begin
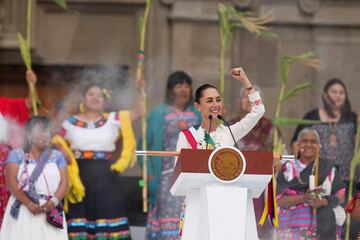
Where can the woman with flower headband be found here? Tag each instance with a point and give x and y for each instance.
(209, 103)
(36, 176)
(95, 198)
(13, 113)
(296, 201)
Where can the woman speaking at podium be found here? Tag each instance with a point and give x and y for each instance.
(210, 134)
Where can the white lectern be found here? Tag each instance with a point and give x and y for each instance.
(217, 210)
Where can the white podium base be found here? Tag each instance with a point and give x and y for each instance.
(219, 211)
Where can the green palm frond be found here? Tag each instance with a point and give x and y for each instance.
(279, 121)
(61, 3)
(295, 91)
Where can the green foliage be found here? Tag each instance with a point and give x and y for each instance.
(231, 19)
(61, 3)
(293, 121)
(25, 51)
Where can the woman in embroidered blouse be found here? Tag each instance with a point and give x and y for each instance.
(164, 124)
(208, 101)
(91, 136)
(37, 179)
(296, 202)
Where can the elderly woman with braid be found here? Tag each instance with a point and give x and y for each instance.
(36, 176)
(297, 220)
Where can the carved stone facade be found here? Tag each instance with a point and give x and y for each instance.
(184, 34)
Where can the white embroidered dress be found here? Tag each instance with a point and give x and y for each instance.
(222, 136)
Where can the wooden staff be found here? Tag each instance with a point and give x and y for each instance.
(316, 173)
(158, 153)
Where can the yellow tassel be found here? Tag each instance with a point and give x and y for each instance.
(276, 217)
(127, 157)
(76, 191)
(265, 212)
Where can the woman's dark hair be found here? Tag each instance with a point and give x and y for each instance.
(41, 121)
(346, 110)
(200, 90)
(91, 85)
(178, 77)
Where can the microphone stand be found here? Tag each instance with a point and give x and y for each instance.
end
Directions >> Using the data above, write out every line exactly, leaving the images behind.

Response >>
Where can the woman with flower headband be found here? Tag each instance with a point and give x and y for each instance.
(209, 103)
(36, 176)
(95, 198)
(13, 113)
(296, 201)
Where can the woman speaking at podium be found here? Tag each instance with a point and give x and y for each instance.
(210, 134)
Where can the white lectern be found here? Tag each instance with a point and give x and y for each instance.
(217, 210)
Where can the white podium base be found here? Tag each instance with a point and give x and y for each instance.
(219, 211)
Where can the green palm frond be found here? Tag each instance with a point and give x and y for each instance.
(279, 121)
(61, 3)
(295, 91)
Where can the green foliage be found here? Tag each instance with a point and give x and y for each instance.
(231, 19)
(61, 3)
(293, 121)
(25, 51)
Where can the woman in embroidered blouse be found here? Tag each instance with a point and give x and y for each instance.
(164, 124)
(208, 101)
(91, 136)
(37, 179)
(296, 202)
Where can the elderly woman with braid be found here? Tag each instance with a point and give x and y for each instance.
(36, 176)
(297, 220)
Where can the carved stone facade be found here? Tag each instance with a point and give x and y for each instance.
(184, 34)
Where can the white embroidered dress be found here? Tag each instance with a point and give x and y for each instance.
(222, 136)
Where can the wooden staff be found here? Tag each instance with a point and give x and y for each instance.
(316, 173)
(158, 153)
Where can the yellow tassel be found here? Tag each instance with a point and give x and y for each instance.
(276, 217)
(127, 157)
(76, 191)
(265, 212)
Where can the woman's dark hair be found here? Tag each instance with a point and give x and y for each instance.
(41, 121)
(346, 110)
(200, 90)
(91, 85)
(178, 77)
Where can the microphone stand be found here? Tag each instance with a point and give x and y for each instance.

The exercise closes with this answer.